AIM OF THE EXERCISE ▸ Extend the mailing-list reply below about molecular data formats, picking up right after its final line.

──────── TEXT BLOCK ────────

[Molecularmechanics] Re: Some general remarks.

Konrad Hinsen molecularmechanics@tddft.org
Fri, 21 Nov 2003 11:56:48 +0100


On Friday 21 November 2003 03:00, Martin Field wrote:

> However, a common approach must be flexible enough so that it
> can treat reasonably a whole range of systems. For example,
> calculations on small molecule often need only a list of atoms - it
> is unnecessary (and bothersome) to have to partition it into
> fragments. And vice-versa for macromolecule work.

There is no obligation to do so, the fragments are optional. But I would use 
them even for small molecules unless I had a very small number. For a box 
with 500 water molecules, I certainly wouldn't want the definition of the 
water molecule repeated 500 times, both for compactness and for ease of 
comprehension by a human reader.

In fact, the main problem of the proposal I made is that it is perhaps too 
flexible. There are many different ways to describe the same system, which 
might make it difficult to compare systems or to apply force field parameter 
attribution easily. But, as discussed recently, there is a solution in the 
form of explicit conventions for the representation of standard systems (e.g. 
peptide chains).

> Likewise, it would be a pity to not be able to make use of much
> existing data and the ways it is arranged. Take as examples
> the PDB conventions. Is this data to be "CMLized" directly
> or is another convention to be adopted and then rules devised
> for translating between the two formats?

I don't see any difficulty in translating PDB files (at least for standard 
elements) into whatever format we come up with, keeping all the information 
(in principle) or as much as the authors of conversion programs are willing 
to deal with (in reality).

On the other hand, I wouldn't like to see a straight CMLization (line by line)

──────── INFORMATION PROVIDED ────────

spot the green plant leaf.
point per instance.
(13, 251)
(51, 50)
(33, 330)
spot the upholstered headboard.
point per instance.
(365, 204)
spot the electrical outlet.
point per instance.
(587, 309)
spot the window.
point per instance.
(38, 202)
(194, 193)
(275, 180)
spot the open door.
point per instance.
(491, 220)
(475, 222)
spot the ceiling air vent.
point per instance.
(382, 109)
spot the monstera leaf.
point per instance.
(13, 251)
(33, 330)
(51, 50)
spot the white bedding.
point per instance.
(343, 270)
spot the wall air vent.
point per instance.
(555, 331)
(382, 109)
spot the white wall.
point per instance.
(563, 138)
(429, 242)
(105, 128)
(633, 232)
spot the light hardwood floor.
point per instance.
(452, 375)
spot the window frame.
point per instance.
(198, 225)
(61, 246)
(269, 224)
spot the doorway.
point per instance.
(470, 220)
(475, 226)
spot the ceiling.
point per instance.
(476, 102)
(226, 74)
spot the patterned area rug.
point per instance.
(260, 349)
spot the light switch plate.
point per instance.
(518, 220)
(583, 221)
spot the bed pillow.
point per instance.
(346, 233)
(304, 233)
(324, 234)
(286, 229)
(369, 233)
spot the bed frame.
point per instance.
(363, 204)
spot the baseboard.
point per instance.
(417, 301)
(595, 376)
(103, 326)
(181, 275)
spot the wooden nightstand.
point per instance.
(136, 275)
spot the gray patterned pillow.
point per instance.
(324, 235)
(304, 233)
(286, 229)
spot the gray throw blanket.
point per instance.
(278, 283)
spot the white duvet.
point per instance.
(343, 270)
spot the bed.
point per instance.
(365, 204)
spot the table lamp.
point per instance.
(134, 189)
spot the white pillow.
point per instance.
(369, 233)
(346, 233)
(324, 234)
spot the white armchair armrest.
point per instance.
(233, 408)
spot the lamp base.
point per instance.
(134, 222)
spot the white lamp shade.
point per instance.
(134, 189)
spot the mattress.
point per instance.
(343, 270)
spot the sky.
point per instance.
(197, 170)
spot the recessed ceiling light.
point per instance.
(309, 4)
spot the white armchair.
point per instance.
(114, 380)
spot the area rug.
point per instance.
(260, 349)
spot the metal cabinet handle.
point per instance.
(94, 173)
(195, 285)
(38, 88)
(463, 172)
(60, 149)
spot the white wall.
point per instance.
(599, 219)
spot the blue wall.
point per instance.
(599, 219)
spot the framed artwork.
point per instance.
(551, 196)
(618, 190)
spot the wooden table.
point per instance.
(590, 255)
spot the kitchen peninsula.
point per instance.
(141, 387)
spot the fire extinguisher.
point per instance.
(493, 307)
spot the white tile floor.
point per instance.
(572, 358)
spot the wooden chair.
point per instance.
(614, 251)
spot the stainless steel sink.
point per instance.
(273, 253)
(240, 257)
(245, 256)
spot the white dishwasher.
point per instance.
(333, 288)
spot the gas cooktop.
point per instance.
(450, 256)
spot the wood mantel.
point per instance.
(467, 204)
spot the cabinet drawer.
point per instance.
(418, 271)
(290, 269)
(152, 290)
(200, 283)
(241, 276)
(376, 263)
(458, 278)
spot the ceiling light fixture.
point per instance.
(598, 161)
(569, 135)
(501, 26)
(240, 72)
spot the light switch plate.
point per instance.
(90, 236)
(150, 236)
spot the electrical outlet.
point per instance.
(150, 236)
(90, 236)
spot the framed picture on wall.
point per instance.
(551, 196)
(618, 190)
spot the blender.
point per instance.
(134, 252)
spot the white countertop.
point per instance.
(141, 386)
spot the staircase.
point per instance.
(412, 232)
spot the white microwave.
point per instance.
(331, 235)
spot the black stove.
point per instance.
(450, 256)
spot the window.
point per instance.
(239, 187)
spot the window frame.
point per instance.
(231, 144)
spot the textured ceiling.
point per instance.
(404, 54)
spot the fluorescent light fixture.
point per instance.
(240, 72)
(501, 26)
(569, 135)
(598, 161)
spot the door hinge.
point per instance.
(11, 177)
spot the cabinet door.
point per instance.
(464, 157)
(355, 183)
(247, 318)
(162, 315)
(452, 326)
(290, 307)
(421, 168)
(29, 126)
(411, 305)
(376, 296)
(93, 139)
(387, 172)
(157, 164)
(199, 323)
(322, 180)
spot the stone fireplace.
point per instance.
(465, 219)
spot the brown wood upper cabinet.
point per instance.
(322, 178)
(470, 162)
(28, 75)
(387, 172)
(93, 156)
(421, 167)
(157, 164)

────────

REPLY TO THE TASK ▸
because with little more effort one could produce better structured data. The 
PDB approach of coding structure as string attributes of atoms is rather 
old-fashioned in my opinion. Moreover, a very straightforward translation, 
changing nothing but syntax, would probably result in the same mess that we 
have currently, with each program using different atom names and even 
different residue names (e.g. for water).

> My point was that many existing programs already make use of force-field
> files which have no or little fragment information. A common format for

I wouldn't call these "force field file", because that term suggests the 
generic topology and parameter files to me.

> these files would, I suggest, be relatively straightforward to devise and
> require little modification of the programs. Being able to use common files
> between programs, even if they are "flat", would already be a step forward.

Certainly.

> chemical environment). Thus, once a fragment notation has been developed, I
> don't see that it would be so difficult to come up with a representation
> for such fragment libraries and the rules in which fragments could be
> combined.

Because the rules for assigning the force field terms are different. For 
example, CHARMM lists improper dihedrals explicitly in the topology 
definitions, whereas AMBER constructs them algorithmically (all possible 
four-atom combinations that have the right bond structure, of which some then 
might have an prefactor of zero). And then the devil is in the details. It 
was only when I really implemented the AMBER force field that I found out 
that the energy terms depend not only on the bond structure, but also on the 
alphabetical ordering of atom names.

The ultimate definition of each of the well-known force fields is still a 
particular program code rather than a formal definition. If anyone wants to 
analyze these codes to figure out the rules, fine - I am not volunteering to 
do it!

> I think the choice of how to combine the data should be flexible - in the
> same files, as an add-on or in separate files.

The only problem with that is the difficulty of referring to another file. The 
standard XML mechanism for that (entity definitions) requires a validating 
parser, which I wouldn't like to require for reading files.

The other choice is not to do anything about it and rely on the program users 
to combine files correctly. I don't like that idea very much because it is 
likely to produce hard to find mistakes.

> It is important to have several representations of a system. A richer
> representation that includes fragment data is maybe more appropriate for
> analysis but a flat representation is maybe more useful for performing
> a simulation.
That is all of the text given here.